** Opening Data shown block **

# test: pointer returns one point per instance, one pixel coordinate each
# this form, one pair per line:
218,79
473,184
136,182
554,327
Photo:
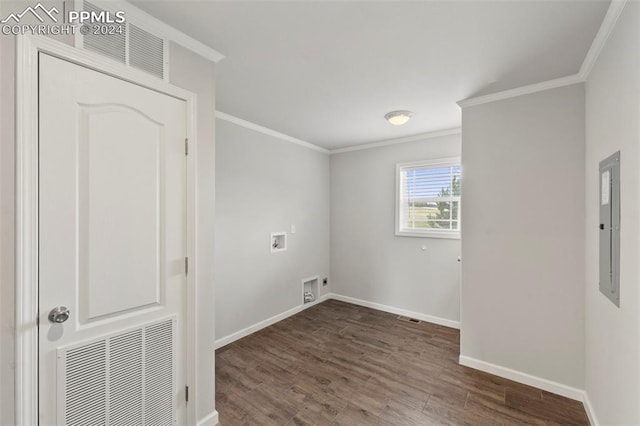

** Closing Data shown block **

## Your assignment
Copy the material shown above in full and exactly. Skip the pictures.

## Task output
# test: pointer returns one point per instance, one pixel coordinate each
# this form, one pair per line:
218,79
473,184
136,182
554,327
Photo:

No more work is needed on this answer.